*Set problem:*
Quote the material word for word, from its first line through the line holding "column 345, row 233", with both of those lines included.

*Material provided:*
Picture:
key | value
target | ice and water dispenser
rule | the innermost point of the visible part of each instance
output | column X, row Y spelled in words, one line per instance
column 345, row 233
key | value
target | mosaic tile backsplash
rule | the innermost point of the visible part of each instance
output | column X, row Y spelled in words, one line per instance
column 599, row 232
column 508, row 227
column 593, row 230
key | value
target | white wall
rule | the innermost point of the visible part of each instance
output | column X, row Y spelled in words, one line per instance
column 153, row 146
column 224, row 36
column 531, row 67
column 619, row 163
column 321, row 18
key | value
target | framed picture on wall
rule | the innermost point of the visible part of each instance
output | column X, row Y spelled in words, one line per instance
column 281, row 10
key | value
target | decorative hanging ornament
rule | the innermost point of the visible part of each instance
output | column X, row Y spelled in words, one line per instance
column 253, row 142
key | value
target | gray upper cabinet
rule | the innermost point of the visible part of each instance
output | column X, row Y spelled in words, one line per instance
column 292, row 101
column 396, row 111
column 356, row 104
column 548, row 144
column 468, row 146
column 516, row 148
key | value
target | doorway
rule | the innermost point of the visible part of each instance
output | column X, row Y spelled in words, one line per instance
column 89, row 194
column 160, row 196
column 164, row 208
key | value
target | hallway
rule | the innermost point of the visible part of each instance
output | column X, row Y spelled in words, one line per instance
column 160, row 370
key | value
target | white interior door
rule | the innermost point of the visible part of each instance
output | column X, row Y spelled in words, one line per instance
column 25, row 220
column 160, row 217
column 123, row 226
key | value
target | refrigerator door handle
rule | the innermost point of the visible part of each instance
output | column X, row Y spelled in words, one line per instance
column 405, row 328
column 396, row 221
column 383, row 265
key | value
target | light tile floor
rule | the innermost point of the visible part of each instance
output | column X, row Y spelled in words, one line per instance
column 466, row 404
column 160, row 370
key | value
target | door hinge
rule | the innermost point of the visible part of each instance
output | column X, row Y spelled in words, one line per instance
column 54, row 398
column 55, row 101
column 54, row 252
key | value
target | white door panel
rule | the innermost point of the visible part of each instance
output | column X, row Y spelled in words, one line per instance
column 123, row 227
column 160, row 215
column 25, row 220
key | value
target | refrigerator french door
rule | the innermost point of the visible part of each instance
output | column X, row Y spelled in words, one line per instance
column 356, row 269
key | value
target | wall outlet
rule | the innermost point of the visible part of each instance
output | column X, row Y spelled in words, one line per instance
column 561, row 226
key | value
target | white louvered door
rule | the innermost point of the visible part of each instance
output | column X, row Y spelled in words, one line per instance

*Solution to the problem:*
Picture:
key | value
target | ice and water dispenser
rule | the innermost point of the visible part of each instance
output | column X, row Y spelled in words, one line per instance
column 345, row 233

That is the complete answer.